Excerpted passage:
We can then stream over elements of the code model, sorted topologically in pre-order traversal, using the CodeElement.elements method.

grayModel.elements().forEach((CodeElement<?, ?> e) -> {
    int depth = 0;
    var parent = e;
    while ((parent = parent.parent()) != null) depth++;
    IO.println("  ".repeat(depth) + e.getClass());
});

This code prints out the class of each code element it encounters and prefixes that with white space proportionate to the depth of the element in the code model tree. (We compute the depth for each code element by traversing back up the code model tree until the root element is reached. So, it is possible to traverse up and down the code model tree.)

class jdk.incubator.code.dialect.core.CoreOp$FuncOp
  class jdk.incubator.code.Body
    class jdk.incubator.code.Block
      class jdk.incubator.code.dialect.core.CoreOp$VarOp
      class jdk.incubator.code.dialect.core.CoreOp$VarOp
      class jdk.incubator.code.dialect.core.CoreOp$VarOp
      class jdk.incubator.code.dialect.core.CoreOp$ConstantOp
      class jdk.incubator.code.dialect.core.CoreOp$VarAccessOp$VarLoadOp
      class jdk.incubator.code.dialect.java.JavaOp$MulOp
      class jdk.incubator.code.dialect.core.CoreOp$ConstantOp
      class jdk.incubator.code.dialect.core.CoreOp$VarAccessOp$VarLoadOp
      class jdk.incubator.code.dialect.java.JavaOp$MulOp
      class jdk.incubator.code.dialect.java.JavaOp$AddOp
      class jdk.incubator.code.dialect.core.CoreOp$ConstantOp
      class jdk.incubator.code.dialect.core.CoreOp$VarAccessOp$VarLoadOp
      class jdk.incubator.code.dialect.java.JavaOp$MulOp
      class jdk.incubator.code.dialect.java.JavaOp$AddOp
      class jdk.incubator.code.dialect.core.CoreOp$ConstantOp
      class jdk.incubator.code.dialect.java.JavaOp$DivOp
      class jdk.incubator.code.dialect.core.CoreOp$ReturnOp

We can observe that the top of the tree is the FuncOp which contains one child, a Body, which in turn contains one child, a Block, which in turn contains a sequence of operations. Bodies and blocks provide additional structure for modeling code. Each operation models some part of the method's code, for example variable declaration operations (instances of VarOp) model Java variable declarations, in this case the method parameters, and the add operation (instance of AddOp) models the Java + operator.

What is expected:
Continue the passage on walking the Java code model tree, picking up after its final sentence.

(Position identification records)
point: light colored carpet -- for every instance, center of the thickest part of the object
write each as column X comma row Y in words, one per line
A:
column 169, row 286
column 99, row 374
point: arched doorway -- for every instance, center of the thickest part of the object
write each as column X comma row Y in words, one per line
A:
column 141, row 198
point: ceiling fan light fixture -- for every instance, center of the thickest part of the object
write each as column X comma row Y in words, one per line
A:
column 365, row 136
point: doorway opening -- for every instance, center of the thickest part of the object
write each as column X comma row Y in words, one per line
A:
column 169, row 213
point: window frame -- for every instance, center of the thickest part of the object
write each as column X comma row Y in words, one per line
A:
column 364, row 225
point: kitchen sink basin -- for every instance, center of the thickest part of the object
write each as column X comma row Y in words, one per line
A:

Exercise response:
Now that we know how to access code models and traverse them we can combine both to traverse from the lambda expression's code model to the gray method's code model (as needed by the GPU library).

final byte[] rgbImage = ...
final float[] grayImage = ...
@Reflect
IntConsumer rgbToGray = i -> {
    byte r = rgbImage[i * 3 + 0];
    byte g = rgbImage[i * 3 + 1];
    byte b = rgbImage[i * 3 + 2];
    grayImage[i] = gray(r, g, b);
};
Quoted<LambdaOp> rgbToGrayQuotedModel = Op.ofLambda(rgbToGray).orElseThrow();
LambdaOp rgbToGrayModel = rgbToGrayQuotedModel.op();
FuncOp grayModel = lambdaModel.elements()
        .flatMap((e) -> switch (e) {
            case JavaOp.InvokeOp iop -> {
                Method m;
                try {
                    m = iop.invokeDescriptor().resolveToMethod(MethodHandles.lookup());
                } catch (ReflectiveOperationException ex) {
                    yield null;
                }
                yield Op.ofMethod(m).stream();
            }
            default -> null;
        }).findFirst().orElseThrow();

We access the lambda expression’s code model using Op.ofLambda (as previously explained), which returns an instance of Quoted<LambdaOp> holding the code model. The code model is an operation, an instance of LambdaOp, that is a lambda expression operation modeling the lambda expression. The quoted instance also holds run time values for the final local variables rgbImage and grayImage, and associates them with items in the code model that model those variables. (If the variables were instead instance fields then the quoted instance would hold the value of this.)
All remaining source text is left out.